## PAGE EXCERPT
● ● ● ● ●
- Born: Madeline Hanson November 21, 1915 Alameda, California
- Died: May 26, 2002 (aged 86)
- Other name: Madeline Tripp
- Education: Art Institute of Chicago Illinois Institute of Design
- Alma mater: Smith College Northwestern University
- Occupations: Filmmaker, painter, educator, film critic
- Years active: 1940s–1980s
- Known for: Harry Partch collaborations Founder, Peninsula School of Art
- Spouse(s): Edward Tourtelot (1934–83) Takashi Yamada
- Children: Edward Jr. (b. 1936); Joan (b. 1938)
- Parent(s): Madeline and Chester Tripp (adoptive)

= Madeline Tourtelot =

Film maker, film critic (1915–2002)

Madeline Tourtelot (21 November 1915 – 26 May 2002) was an American filmmaker based out of the Chicago metropolitan area. Known for her avant-garde filmmaking style and interest in musical subjects, Tourtelot was a prominent female figure in the Chicago filmmaking community in the 1950s and 60s. She collaborated on films with notable artists such as John Steinbeck, Emilio Fernández, Harry Partch, Paul Severson and Edward Bland. Tourtelot founded three artist institutions in the Midwestern United States, and is included in the permanent collection of the Art Institute of Chicago. Tourtelot also studied journalism and worked as a film critic, and a painter, jeweler, photographer, sculptor and printmaker.
● ● ● ● ●
Stored entries
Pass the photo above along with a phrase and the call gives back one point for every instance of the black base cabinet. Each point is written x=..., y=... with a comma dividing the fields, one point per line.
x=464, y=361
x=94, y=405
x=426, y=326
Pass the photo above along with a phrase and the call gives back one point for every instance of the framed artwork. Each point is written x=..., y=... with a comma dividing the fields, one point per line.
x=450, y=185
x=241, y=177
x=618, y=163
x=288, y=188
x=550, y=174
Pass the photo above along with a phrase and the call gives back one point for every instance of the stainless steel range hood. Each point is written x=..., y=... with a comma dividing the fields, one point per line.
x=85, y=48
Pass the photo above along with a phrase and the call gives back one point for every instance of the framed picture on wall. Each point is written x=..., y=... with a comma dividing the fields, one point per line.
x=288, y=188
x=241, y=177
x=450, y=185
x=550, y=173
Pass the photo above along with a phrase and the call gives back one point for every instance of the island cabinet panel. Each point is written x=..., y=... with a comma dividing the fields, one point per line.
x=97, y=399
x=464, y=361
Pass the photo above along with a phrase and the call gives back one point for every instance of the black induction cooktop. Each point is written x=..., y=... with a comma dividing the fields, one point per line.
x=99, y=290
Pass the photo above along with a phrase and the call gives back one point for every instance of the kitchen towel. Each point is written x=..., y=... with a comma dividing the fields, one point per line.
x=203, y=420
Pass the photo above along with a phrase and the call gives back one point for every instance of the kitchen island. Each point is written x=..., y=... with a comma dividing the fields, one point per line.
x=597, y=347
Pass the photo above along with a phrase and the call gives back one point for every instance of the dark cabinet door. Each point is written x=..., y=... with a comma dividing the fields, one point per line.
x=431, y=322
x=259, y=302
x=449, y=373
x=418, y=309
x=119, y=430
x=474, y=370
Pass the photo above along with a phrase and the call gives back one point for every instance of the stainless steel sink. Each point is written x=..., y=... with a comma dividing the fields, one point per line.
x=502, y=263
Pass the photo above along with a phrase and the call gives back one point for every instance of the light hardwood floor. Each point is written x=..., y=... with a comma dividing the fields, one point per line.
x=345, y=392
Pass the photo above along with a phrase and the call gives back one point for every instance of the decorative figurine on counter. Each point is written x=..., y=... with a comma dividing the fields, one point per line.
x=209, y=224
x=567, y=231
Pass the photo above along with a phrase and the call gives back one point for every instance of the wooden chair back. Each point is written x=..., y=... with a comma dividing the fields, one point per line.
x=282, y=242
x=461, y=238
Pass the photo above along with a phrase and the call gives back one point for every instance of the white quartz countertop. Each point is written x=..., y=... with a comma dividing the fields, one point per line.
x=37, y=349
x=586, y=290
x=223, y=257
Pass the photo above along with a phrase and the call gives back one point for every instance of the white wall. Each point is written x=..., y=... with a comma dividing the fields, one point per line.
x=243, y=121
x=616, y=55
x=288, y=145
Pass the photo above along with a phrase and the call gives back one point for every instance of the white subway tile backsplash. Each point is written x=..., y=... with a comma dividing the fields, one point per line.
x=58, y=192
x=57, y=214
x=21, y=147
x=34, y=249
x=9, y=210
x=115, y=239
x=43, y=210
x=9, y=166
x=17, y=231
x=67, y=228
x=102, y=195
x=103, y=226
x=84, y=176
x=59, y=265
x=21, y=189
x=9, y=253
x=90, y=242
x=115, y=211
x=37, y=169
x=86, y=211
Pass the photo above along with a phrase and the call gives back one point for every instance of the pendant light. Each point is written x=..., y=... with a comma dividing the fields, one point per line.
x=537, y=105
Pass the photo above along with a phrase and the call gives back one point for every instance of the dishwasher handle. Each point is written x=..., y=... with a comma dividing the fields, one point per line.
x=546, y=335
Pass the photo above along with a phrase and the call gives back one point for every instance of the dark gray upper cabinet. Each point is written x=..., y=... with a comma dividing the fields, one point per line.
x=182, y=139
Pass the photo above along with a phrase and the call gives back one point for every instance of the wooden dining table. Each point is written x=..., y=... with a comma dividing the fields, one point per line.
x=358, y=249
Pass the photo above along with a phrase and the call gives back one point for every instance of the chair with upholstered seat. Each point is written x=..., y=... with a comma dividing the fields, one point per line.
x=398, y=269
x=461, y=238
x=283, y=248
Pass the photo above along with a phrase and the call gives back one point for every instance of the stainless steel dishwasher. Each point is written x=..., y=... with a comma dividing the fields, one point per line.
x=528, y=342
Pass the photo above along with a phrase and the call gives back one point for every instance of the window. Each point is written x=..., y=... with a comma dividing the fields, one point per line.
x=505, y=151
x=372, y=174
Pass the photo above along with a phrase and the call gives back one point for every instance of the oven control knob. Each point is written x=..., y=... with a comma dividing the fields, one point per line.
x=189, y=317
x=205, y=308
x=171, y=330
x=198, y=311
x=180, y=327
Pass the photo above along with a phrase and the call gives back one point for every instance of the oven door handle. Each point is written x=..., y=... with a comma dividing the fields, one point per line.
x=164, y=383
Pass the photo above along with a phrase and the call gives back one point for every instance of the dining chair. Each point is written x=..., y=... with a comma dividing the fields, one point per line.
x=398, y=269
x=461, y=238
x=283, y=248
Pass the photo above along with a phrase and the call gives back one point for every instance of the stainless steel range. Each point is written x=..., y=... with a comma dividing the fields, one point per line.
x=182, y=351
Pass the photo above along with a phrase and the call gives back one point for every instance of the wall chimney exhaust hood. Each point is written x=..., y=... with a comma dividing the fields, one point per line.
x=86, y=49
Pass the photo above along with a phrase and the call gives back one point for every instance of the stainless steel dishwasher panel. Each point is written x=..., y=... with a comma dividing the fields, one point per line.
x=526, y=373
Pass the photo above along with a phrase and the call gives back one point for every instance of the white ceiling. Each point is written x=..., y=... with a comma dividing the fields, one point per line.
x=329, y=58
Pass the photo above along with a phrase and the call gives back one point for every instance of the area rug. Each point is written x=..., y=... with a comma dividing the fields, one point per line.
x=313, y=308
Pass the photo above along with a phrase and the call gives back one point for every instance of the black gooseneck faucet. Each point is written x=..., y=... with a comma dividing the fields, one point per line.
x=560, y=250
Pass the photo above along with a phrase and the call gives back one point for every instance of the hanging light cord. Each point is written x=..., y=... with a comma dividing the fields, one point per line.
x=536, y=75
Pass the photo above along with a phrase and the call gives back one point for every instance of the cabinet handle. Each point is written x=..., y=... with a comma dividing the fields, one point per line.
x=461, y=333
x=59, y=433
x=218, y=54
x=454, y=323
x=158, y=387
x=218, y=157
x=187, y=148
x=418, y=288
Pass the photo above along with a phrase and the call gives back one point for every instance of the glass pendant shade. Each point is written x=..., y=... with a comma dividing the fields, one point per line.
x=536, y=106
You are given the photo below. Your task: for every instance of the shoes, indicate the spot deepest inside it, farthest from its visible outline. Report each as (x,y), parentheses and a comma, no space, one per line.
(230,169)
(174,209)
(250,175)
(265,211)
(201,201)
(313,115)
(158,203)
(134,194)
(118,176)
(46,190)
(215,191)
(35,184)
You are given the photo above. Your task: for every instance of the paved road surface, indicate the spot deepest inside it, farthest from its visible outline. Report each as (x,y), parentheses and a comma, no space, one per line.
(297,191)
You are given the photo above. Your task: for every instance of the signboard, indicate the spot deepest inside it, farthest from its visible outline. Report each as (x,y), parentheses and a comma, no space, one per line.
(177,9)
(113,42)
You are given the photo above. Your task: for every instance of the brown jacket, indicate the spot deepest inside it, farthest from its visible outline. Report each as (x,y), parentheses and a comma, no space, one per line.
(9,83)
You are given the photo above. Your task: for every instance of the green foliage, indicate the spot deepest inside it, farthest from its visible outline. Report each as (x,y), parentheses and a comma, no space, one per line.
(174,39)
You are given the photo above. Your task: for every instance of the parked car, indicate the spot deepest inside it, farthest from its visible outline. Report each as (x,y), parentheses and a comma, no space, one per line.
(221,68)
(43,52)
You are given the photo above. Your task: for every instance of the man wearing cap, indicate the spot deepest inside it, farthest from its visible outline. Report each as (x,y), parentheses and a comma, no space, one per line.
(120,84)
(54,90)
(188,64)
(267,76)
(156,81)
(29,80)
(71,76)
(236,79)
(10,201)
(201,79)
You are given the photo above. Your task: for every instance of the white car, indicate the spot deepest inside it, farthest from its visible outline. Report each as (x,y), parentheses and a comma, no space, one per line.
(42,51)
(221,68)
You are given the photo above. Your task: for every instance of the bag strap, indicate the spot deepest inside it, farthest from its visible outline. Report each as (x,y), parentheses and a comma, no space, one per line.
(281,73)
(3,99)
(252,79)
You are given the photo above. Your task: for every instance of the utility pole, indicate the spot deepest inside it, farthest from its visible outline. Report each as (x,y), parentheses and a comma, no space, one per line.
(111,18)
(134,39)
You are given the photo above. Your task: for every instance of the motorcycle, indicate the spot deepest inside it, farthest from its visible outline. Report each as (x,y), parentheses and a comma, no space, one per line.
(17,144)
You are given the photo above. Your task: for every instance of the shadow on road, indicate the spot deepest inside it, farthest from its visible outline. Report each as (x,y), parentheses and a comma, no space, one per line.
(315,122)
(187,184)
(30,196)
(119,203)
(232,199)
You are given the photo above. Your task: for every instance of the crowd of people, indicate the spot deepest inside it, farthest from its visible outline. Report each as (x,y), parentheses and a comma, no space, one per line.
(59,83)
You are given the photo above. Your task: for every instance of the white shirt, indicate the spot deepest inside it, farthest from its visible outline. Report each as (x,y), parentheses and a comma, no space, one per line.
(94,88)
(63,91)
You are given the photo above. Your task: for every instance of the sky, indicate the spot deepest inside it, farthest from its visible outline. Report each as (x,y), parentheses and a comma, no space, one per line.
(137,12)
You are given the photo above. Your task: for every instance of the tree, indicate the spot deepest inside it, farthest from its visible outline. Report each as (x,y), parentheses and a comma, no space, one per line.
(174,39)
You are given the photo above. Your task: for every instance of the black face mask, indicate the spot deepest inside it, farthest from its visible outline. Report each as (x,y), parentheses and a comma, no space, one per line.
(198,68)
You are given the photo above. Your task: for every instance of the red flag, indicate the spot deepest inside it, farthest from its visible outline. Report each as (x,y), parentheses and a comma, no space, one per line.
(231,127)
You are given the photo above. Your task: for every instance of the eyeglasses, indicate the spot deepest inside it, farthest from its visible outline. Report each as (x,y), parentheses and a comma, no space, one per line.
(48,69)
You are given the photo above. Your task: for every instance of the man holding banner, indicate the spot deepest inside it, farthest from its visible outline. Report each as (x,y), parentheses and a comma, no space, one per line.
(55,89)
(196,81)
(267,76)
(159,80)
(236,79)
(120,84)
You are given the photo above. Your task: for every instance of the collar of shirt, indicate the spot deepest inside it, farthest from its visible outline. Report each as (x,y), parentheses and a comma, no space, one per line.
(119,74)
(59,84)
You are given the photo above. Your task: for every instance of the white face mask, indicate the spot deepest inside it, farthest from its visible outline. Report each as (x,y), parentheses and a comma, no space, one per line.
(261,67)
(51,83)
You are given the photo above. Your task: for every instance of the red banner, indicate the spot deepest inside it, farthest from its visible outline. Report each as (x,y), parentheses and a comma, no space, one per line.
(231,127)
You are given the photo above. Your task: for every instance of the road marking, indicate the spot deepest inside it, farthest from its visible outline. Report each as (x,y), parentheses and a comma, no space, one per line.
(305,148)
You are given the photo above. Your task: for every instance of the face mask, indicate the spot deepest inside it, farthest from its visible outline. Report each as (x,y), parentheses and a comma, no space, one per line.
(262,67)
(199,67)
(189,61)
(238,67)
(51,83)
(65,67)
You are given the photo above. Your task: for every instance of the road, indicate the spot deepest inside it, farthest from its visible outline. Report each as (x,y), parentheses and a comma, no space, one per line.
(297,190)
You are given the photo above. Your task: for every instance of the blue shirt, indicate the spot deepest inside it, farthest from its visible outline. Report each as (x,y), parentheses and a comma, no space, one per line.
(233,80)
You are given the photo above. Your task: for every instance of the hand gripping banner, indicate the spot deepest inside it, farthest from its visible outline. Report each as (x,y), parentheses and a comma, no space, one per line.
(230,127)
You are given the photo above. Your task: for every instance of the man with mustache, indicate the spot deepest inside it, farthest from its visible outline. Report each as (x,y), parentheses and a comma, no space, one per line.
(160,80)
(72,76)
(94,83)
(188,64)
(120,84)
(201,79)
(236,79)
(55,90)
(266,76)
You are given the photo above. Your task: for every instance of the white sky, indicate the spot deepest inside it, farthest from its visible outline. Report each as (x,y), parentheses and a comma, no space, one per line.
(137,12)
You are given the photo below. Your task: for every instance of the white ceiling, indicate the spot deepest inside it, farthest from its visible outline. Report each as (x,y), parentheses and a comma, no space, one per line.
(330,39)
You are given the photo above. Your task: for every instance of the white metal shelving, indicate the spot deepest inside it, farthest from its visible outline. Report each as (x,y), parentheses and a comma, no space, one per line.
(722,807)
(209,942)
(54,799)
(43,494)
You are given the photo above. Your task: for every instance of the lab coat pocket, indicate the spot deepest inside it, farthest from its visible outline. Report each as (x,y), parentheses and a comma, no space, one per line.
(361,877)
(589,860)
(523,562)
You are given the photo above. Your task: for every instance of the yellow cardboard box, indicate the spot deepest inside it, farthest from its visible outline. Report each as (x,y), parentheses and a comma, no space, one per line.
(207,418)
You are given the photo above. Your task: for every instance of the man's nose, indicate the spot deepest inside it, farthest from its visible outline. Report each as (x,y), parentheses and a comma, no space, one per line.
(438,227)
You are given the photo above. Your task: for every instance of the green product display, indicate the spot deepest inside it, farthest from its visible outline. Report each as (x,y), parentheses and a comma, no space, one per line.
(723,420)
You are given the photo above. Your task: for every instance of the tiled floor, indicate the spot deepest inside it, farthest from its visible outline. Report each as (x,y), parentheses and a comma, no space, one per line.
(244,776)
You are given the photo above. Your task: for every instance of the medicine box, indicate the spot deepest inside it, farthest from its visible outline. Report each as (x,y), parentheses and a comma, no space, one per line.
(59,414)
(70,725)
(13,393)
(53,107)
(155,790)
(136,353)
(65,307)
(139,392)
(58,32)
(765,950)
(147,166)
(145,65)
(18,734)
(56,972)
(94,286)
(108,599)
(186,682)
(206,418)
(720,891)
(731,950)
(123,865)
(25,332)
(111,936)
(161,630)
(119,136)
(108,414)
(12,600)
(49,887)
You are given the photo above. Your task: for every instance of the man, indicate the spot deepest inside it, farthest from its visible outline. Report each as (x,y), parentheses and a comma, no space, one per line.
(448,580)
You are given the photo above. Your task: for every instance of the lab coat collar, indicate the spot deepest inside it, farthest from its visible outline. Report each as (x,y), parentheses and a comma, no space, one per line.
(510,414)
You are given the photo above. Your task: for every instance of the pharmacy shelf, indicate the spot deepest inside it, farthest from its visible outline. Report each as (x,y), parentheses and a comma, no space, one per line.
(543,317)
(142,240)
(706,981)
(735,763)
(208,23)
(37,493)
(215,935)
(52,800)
● ● ● ● ●
## WRITTEN EXERCISE
Quote the Madeline Tourtelot article in full, word for word.

## ANSWER FOR THE TASK
- Born: Madeline Hanson November 21, 1915 Alameda, California
- Died: May 26, 2002 (aged 86)
- Other name: Madeline Tripp
- Education: Art Institute of Chicago Illinois Institute of Design
- Alma mater: Smith College Northwestern University
- Occupations: Filmmaker, painter, educator, film critic
- Years active: 1940s–1980s
- Known for: Harry Partch collaborations Founder, Peninsula School of Art
- Spouse(s): Edward Tourtelot (1934–83) Takashi Yamada
- Children: Edward Jr. (b. 1936); Joan (b. 1938)
- Parent(s): Madeline and Chester Tripp (adoptive)

= Madeline Tourtelot =

Film maker, film critic (1915–2002)

Madeline Tourtelot (21 November 1915 – 26 May 2002) was an American filmmaker based out of the Chicago metropolitan area. Known for her avant-garde filmmaking style and interest in musical subjects, Tourtelot was a prominent female figure in the Chicago filmmaking community in the 1950s and 60s. She collaborated on films with notable artists such as John Steinbeck, Emilio Fernández, Harry Partch, Paul Severson and Edward Bland. Tourtelot founded three artist institutions in the Midwestern United States, and is included in the permanent collection of the Art Institute of Chicago. Tourtelot also studied journalism and worked as a film critic, and a painter, jeweler, photographer, sculptor and printmaker.